### What to do
In your copy, leave out the pictures and repeat every record exactly.

### Records for this exercise
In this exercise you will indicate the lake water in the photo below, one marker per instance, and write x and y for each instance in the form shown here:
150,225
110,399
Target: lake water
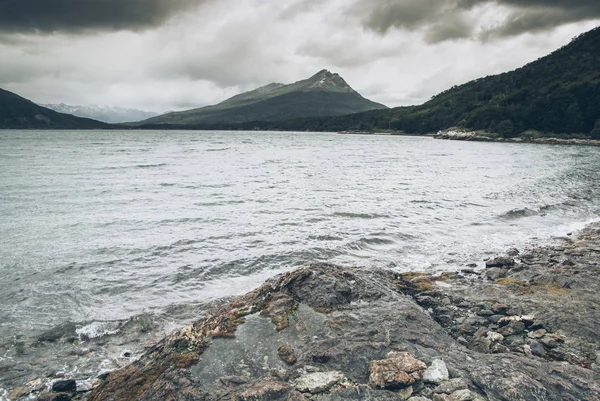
102,229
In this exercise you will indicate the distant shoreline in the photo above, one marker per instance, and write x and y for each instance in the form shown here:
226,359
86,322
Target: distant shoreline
483,137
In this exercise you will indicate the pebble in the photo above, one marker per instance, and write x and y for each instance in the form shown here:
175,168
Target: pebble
537,349
451,386
64,386
436,373
316,383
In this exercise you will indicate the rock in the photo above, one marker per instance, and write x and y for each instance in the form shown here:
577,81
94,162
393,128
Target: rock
450,386
461,395
495,273
512,252
320,382
500,309
269,390
55,397
395,371
405,393
514,327
494,337
537,349
287,354
64,386
436,373
536,334
549,342
495,318
18,392
502,261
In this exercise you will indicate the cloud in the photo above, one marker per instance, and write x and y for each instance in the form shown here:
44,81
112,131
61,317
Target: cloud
441,20
24,16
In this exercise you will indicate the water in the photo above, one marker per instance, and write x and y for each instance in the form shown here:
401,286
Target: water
130,234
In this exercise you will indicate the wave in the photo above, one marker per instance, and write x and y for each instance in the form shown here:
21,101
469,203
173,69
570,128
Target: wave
98,329
150,165
360,215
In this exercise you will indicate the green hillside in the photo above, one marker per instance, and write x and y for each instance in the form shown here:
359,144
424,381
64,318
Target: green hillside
324,94
19,113
559,93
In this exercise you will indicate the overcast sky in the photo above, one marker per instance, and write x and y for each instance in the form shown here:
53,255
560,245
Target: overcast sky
161,55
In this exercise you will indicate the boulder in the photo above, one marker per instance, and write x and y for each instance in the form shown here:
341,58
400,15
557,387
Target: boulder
436,373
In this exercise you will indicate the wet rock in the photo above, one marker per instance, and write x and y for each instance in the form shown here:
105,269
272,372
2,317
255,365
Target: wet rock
64,386
549,342
320,382
512,252
461,395
500,309
357,393
55,397
267,391
502,261
287,354
512,328
436,373
495,318
18,392
395,371
495,273
537,349
494,337
450,386
536,334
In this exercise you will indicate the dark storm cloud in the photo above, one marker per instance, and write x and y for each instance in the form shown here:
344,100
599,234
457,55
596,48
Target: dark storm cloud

### Exercise output
In this exercise you will indicate the lake water in the photo below, one marker per instance, and write x and y for each instance in the form shown here:
150,225
110,399
Target: lake water
102,229
In this exercise you will indicate the distant shoreline in the photo above, one marker per instance, and write x and y for each instance in the form shown here:
226,359
86,322
Target: distant shoreline
483,137
In this exercise you will indicate the pebble in the photo above, one marker per instance, and write x and y for each instance in the form shown here:
175,168
Target: pebble
537,349
451,386
64,386
436,373
316,383
In this exercise you will indicate the rock in the photo above, one marker per instance, and write x and y for each instance in the form shown here:
577,81
94,162
393,128
Target: rock
450,386
461,395
495,273
512,252
320,382
500,309
269,390
55,397
395,371
405,393
514,327
494,337
537,349
287,354
64,386
436,373
536,334
549,342
495,318
18,392
502,261
In this exercise you will indicate the cloud in the photo above, one marker per instance, and write x and y for each instance in the form shown here:
44,81
112,131
61,317
Target: cloud
441,20
24,16
In this exercise you will indicate the water in the photo above, one marker per instance, and write x and y for each instance in the form shown here:
401,286
Target: water
130,234
In this exercise you will indicate the wave in the photo above, one marker per instance, and write x and y for each instance in the form shown here:
21,101
469,203
173,69
570,128
Target: wave
98,329
150,165
360,215
In this exercise you will indicate the green hillside in the photo above, one marker per instance, and write x and y for each instance in the form shown here:
359,144
424,381
64,318
Target: green hillside
324,94
19,113
559,93
In this exercise you will indicate the overcast sky in the photo above, one marker per instance, and write x and y for each instance in the form shown here:
53,255
560,245
Target: overcast sky
161,55
In this exercise you will indicate the boulder in the photo above, one marker per instance, and write x and y for each instance in the form shown here:
341,58
400,15
557,387
Target: boulder
436,373
In this exercise you will indicate the wet rock in the photo above, one marker per instance, and write x and y for each instance in the form shown here:
105,269
272,372
2,317
255,365
Target: wet rock
64,386
549,342
320,382
512,252
461,395
500,309
357,393
55,397
267,391
502,261
287,354
512,328
436,373
495,318
18,392
395,371
495,273
537,349
494,337
450,386
536,334
In this exercise you will indicate the dark storm cloud in the photo above, one marker per instance, and write x and y for each instance in the form shown here:
344,100
599,234
457,55
596,48
Target: dark storm cloud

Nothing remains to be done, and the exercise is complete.